Text shown

Uganda becomes 1st African country to host Afghan refugees
KAMPALA, Uganda (AA) – The first batch of evacuees from Afghanistan arrived in Uganda on Wednesday morning.
The first group of evacuees came aboard a private chartered flight and were received at Entebbe International Airport by the Ministry of Foreign Affairs officials and their counterparts from the US Embassy in Uganda.
“The United States expresses its appreciation to the Ugandan people for their generosity and hospitality toward these communities,” the US Embassy in Kampala said in a statement.
Uganda’s Foreign Ministry said the first batch has 51 people.
“The 51 evacuees who included men, women, and children underwent the necessary security screening as well as the mandatory COVID-19 testing and the required quarantine procedures,” the ministry said.
Ugandan officials said last week that at the US request, the country would shelter up to 2,000 people fleeing Afghanistan.
They will stay in hotels. Uganda will be used as a transit point before they are taken to a third country.

Tasks to perform
- A) Name each procedure that the report on Afghan evacuees in Uganda says the 51 evacuees underwent.
- B) From the report on Afghan evacuees in Uganda, output the passage that begins at the words "The first group" and stops after the words "a third country.", copied without any change.
- C) According to the report on Afghan evacuees in Uganda, how many people fleeing Afghanistan would Uganda shelter at the US request?

Data excerpts

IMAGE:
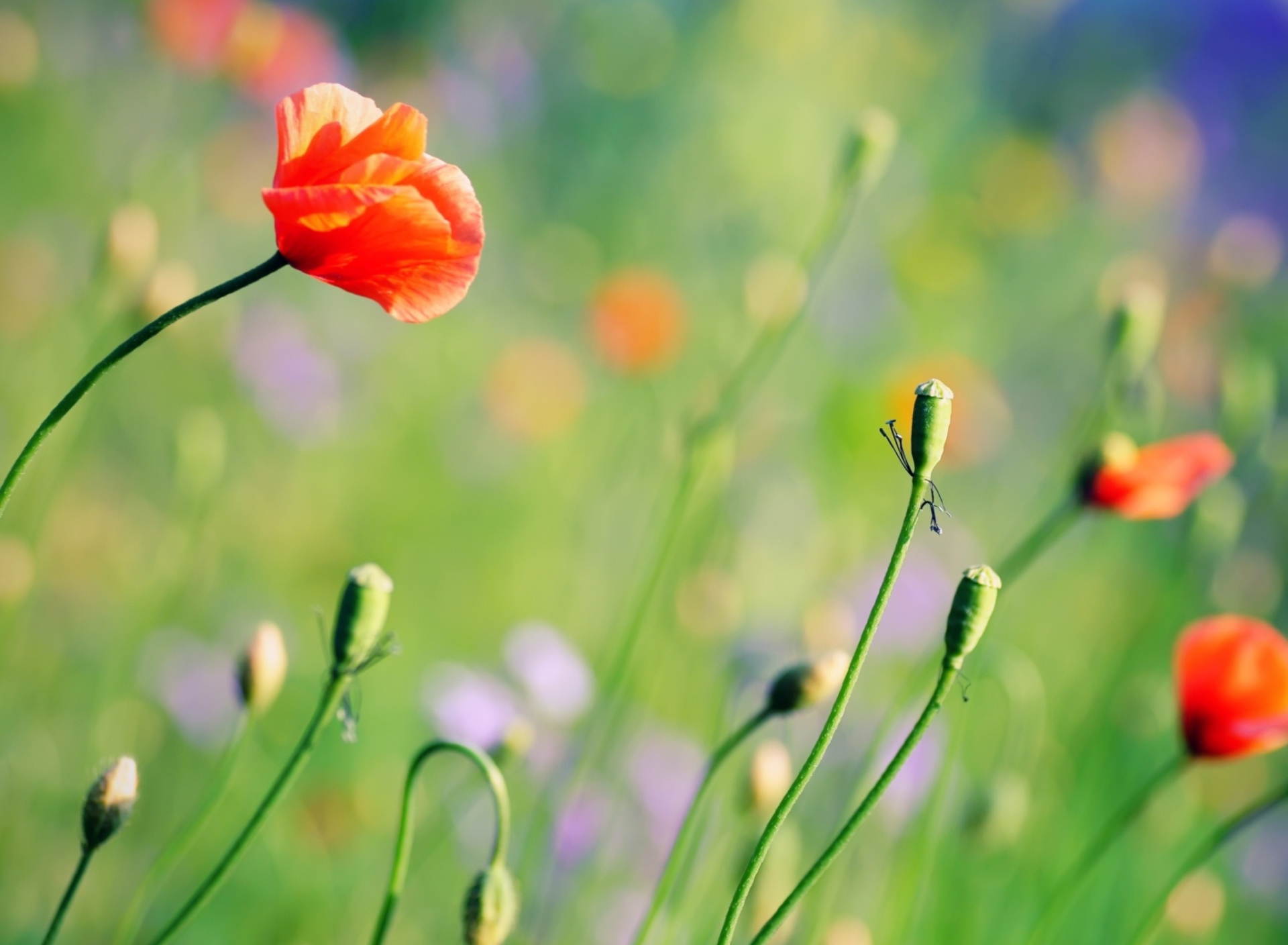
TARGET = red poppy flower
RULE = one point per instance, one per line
(1156, 481)
(1232, 680)
(357, 203)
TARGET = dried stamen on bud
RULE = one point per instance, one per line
(932, 413)
(973, 606)
(361, 617)
(491, 907)
(869, 147)
(806, 684)
(262, 668)
(109, 803)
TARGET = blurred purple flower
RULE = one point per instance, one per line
(914, 619)
(295, 385)
(195, 683)
(916, 778)
(665, 771)
(467, 705)
(1264, 863)
(553, 673)
(580, 826)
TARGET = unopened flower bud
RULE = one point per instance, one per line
(869, 147)
(491, 907)
(109, 803)
(932, 413)
(973, 606)
(1136, 326)
(262, 668)
(361, 617)
(771, 775)
(808, 684)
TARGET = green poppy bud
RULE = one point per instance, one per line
(361, 617)
(932, 414)
(806, 684)
(491, 907)
(869, 147)
(109, 803)
(973, 606)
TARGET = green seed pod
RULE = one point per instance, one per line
(869, 147)
(806, 684)
(491, 907)
(973, 606)
(361, 617)
(932, 413)
(109, 803)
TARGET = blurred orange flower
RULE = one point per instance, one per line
(1156, 481)
(272, 50)
(358, 204)
(193, 32)
(637, 320)
(1232, 680)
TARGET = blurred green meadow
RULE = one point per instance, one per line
(508, 466)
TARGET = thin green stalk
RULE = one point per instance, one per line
(947, 675)
(1206, 851)
(81, 865)
(1112, 831)
(920, 488)
(682, 840)
(1042, 537)
(119, 354)
(402, 847)
(338, 684)
(182, 841)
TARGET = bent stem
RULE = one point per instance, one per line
(920, 488)
(947, 675)
(81, 865)
(1081, 869)
(1208, 850)
(337, 686)
(402, 847)
(178, 846)
(682, 840)
(119, 354)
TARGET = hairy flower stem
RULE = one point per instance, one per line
(338, 684)
(682, 840)
(178, 846)
(1208, 850)
(81, 865)
(1112, 831)
(947, 676)
(916, 495)
(119, 354)
(402, 846)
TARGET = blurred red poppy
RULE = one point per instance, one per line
(357, 203)
(193, 32)
(1156, 481)
(1232, 680)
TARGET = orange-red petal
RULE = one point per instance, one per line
(1232, 679)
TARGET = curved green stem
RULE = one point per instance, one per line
(402, 847)
(327, 704)
(119, 354)
(1042, 537)
(920, 487)
(81, 865)
(1208, 848)
(682, 840)
(947, 675)
(1112, 831)
(178, 846)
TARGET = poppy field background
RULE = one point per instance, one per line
(649, 172)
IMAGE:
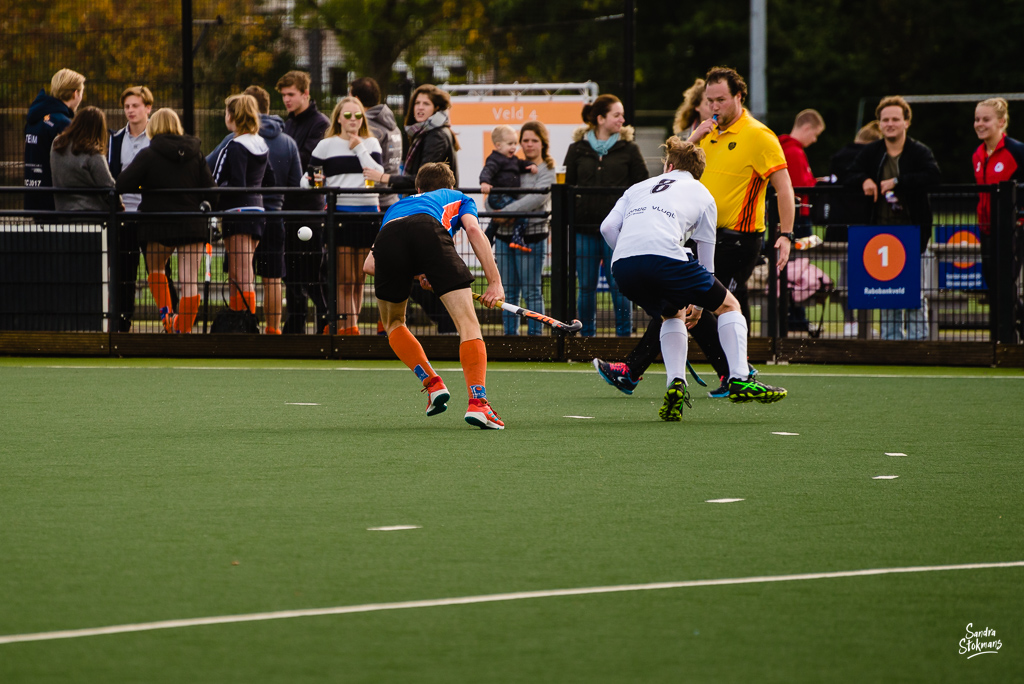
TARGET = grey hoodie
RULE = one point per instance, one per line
(380, 119)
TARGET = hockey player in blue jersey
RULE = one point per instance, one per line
(417, 241)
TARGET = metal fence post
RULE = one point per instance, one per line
(332, 263)
(113, 266)
(1003, 293)
(559, 260)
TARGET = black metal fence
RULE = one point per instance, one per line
(72, 272)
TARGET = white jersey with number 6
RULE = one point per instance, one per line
(657, 216)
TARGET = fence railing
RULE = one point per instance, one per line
(86, 271)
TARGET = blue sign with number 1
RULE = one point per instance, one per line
(884, 266)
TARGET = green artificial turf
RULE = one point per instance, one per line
(139, 490)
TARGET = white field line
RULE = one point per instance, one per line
(589, 371)
(486, 598)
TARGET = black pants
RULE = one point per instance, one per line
(736, 255)
(304, 278)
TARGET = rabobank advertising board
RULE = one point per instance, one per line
(884, 266)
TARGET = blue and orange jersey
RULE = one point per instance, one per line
(1006, 163)
(444, 205)
(739, 161)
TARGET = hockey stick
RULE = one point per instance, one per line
(205, 207)
(572, 328)
(695, 376)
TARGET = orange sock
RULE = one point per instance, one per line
(473, 356)
(250, 299)
(187, 310)
(409, 350)
(161, 293)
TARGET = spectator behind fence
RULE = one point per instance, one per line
(303, 259)
(288, 170)
(521, 271)
(841, 209)
(896, 174)
(341, 158)
(998, 158)
(380, 119)
(124, 145)
(502, 169)
(692, 111)
(48, 116)
(602, 155)
(78, 159)
(172, 160)
(243, 163)
(430, 140)
(806, 128)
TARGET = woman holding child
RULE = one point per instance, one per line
(521, 270)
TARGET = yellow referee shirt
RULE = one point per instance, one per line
(739, 161)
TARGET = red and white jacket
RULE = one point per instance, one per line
(1006, 163)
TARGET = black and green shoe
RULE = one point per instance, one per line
(675, 397)
(752, 390)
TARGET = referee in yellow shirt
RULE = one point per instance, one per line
(743, 156)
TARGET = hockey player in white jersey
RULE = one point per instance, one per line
(647, 230)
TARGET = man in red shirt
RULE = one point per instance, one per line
(806, 129)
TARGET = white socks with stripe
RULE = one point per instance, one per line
(674, 343)
(732, 333)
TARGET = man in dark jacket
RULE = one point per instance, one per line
(896, 173)
(304, 260)
(381, 121)
(48, 116)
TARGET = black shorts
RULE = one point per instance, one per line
(269, 257)
(664, 287)
(249, 223)
(414, 245)
(356, 231)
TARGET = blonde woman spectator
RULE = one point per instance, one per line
(343, 156)
(172, 160)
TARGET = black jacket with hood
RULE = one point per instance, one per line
(170, 162)
(47, 118)
(622, 167)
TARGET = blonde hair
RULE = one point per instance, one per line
(1001, 109)
(163, 122)
(66, 83)
(809, 117)
(141, 92)
(502, 133)
(684, 156)
(894, 100)
(335, 128)
(244, 113)
(687, 115)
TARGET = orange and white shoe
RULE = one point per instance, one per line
(482, 416)
(168, 319)
(438, 395)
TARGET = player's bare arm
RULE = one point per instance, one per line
(786, 212)
(481, 247)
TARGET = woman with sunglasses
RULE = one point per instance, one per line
(338, 161)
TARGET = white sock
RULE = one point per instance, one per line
(674, 342)
(732, 333)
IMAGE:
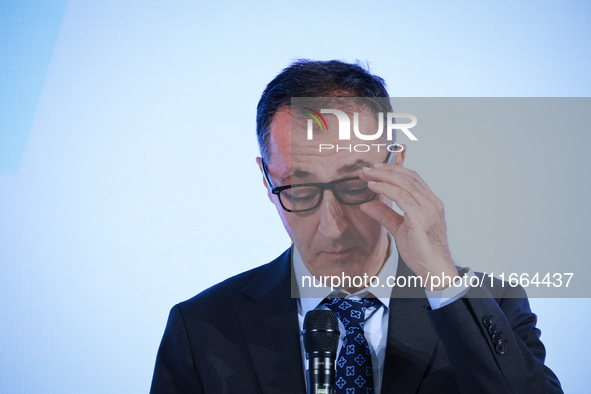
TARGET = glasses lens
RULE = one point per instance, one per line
(300, 198)
(354, 191)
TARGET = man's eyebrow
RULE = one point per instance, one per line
(297, 173)
(359, 164)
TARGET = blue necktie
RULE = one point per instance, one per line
(354, 371)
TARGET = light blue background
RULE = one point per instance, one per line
(122, 124)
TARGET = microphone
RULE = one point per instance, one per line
(321, 339)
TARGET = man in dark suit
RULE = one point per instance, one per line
(244, 334)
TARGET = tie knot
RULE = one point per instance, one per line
(350, 311)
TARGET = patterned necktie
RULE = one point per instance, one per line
(354, 372)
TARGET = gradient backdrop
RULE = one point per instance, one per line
(127, 173)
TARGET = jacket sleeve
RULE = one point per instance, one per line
(493, 344)
(175, 370)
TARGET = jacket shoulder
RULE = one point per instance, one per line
(238, 290)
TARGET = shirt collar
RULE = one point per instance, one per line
(311, 297)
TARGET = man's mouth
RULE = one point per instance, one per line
(337, 253)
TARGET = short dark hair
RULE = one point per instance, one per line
(309, 78)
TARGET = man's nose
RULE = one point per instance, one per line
(332, 221)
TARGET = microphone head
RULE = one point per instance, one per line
(321, 332)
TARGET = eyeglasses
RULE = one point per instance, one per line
(308, 196)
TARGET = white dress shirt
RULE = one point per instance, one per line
(376, 318)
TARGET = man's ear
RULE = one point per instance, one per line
(399, 156)
(269, 194)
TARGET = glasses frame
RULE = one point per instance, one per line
(323, 186)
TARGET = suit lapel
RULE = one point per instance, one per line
(271, 329)
(411, 339)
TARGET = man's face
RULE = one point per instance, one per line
(334, 238)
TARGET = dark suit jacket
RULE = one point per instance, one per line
(242, 336)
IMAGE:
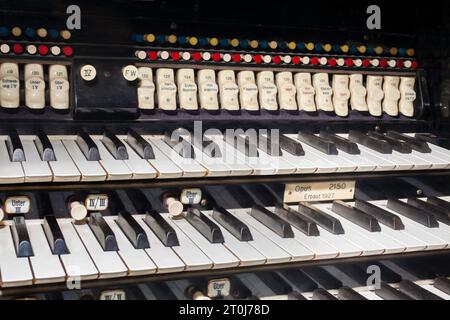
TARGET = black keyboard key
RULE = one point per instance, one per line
(232, 224)
(15, 147)
(378, 145)
(416, 292)
(88, 146)
(329, 223)
(102, 232)
(356, 216)
(21, 238)
(412, 213)
(291, 146)
(161, 228)
(383, 216)
(387, 292)
(141, 146)
(132, 230)
(272, 221)
(440, 214)
(44, 147)
(442, 284)
(204, 225)
(115, 146)
(318, 143)
(301, 281)
(54, 235)
(416, 144)
(341, 143)
(322, 294)
(297, 220)
(269, 145)
(397, 145)
(346, 293)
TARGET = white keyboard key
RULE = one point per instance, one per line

Expected responses
- A)
- Security screening
- Mandatory COVID-19 testing
- Required quarantine procedures

- B)
The first group of evacuees came aboard a private chartered flight and were received at Entebbe International Airport by the Ministry of Foreign Affairs officials and their counterparts from the US Embassy in Uganda.
“The United States expresses its appreciation to the Ugandan people for their generosity and hospitality toward these communities,” the US Embassy in Kampala said in a statement.
Uganda’s Foreign Ministry said the first batch has 51 people.
“The 51 evacuees who included men, women, and children underwent the necessary security screening as well as the mandatory COVID-19 testing and the required quarantine procedures,” the ministry said.
Ugandan officials said last week that at the US request, the country would shelter up to 2,000 people fleeing Afghanistan.
They will stay in hotels. Uganda will be used as a transit point before they are taken to a third country.

- C) Up to 2,000 people.